Requirement> Print every line of the data below verbatim, changing nothing.

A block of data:
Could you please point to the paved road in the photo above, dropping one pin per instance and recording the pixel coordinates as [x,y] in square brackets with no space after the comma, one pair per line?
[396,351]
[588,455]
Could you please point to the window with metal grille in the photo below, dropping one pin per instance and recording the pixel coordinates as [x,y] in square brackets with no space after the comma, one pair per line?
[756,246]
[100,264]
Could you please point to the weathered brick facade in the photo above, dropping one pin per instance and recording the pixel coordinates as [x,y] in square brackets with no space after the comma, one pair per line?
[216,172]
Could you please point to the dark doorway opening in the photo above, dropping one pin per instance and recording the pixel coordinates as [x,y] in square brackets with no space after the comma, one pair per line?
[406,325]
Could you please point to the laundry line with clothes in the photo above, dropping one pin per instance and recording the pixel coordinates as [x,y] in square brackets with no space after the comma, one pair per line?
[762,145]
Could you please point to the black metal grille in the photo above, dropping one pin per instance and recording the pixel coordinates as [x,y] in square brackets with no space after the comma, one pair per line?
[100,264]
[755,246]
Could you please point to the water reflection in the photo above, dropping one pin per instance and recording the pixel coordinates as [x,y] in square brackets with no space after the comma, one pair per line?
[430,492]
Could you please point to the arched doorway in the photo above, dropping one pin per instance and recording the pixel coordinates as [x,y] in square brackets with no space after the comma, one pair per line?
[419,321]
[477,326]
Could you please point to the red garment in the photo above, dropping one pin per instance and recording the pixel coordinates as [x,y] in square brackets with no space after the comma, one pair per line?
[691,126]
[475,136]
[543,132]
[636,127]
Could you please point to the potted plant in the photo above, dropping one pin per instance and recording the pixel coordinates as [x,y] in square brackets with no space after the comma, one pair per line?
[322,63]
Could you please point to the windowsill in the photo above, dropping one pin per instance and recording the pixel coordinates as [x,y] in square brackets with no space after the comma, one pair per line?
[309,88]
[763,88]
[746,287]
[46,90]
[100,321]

The completed task>
Could you please point to the paved road in the photo above, dropping one pin per instance and recording the pixel coordinates as [x,y] in square brackets with no space after the comma, one pair per line?
[396,351]
[588,455]
Could you please point to the window with metal grille in the photo below, dropping one pin per instance and recording the pixel coordinates as [x,y] in square brackets with no space after the comma, one pair per line?
[756,246]
[100,264]
Could you please point to the weathered brick facade in the photo above, dropping one pin per instance and recording the pixel coordinates as [x,y] in square brackets with no space after the comma, one pair per line?
[216,172]
Could you please point to the dark doorway opening in the photo above, dropping one pin per instance and recording the pixel coordinates as [x,y] in square brackets with no space after the comma, one pair per line?
[406,325]
Could you please point to the laundry line with clothes in the photo above, dropping one pin per instance and recording the pixel coordinates as [x,y] in square brackets with no space after the comma, one pair per line?
[762,145]
Could you please point to the black metal grille in the photo above, dropping one pin per instance and recording the pixel coordinates as [x,y] in square brackets with no space after the comma, one pair per line?
[100,264]
[755,246]
Could you please point to the water reflection in the photo above, dropping one pin per instance and recording the pixel coordinates as [x,y] in square brackets with no space after the comma, one pair per line?
[430,492]
Could you please point to the arched doorway in the photo above, dropping one pin per instance and recording the pixel coordinates as [x,y] in square brackets with no space after the comma, one pair per line?
[419,321]
[477,326]
Could you please point to the red garment in the photo above, dropping one pin per instance and recording the pixel coordinates as [x,y] in square brackets with no space after the comma, one pair per line?
[691,126]
[475,136]
[543,132]
[636,127]
Could you please point to the potted plant in the photo above, dropping one pin per instance and recording the pixel coordinates as [x,y] in square brackets with no space after the comma, one pair per line?
[322,63]
Could you please point to the windowsill in the photo above, dropping one pin per instance and recording the pixel coordinates as [x,y] in square brackets with no space after the comma, one pair per line?
[309,88]
[763,88]
[746,287]
[46,90]
[100,321]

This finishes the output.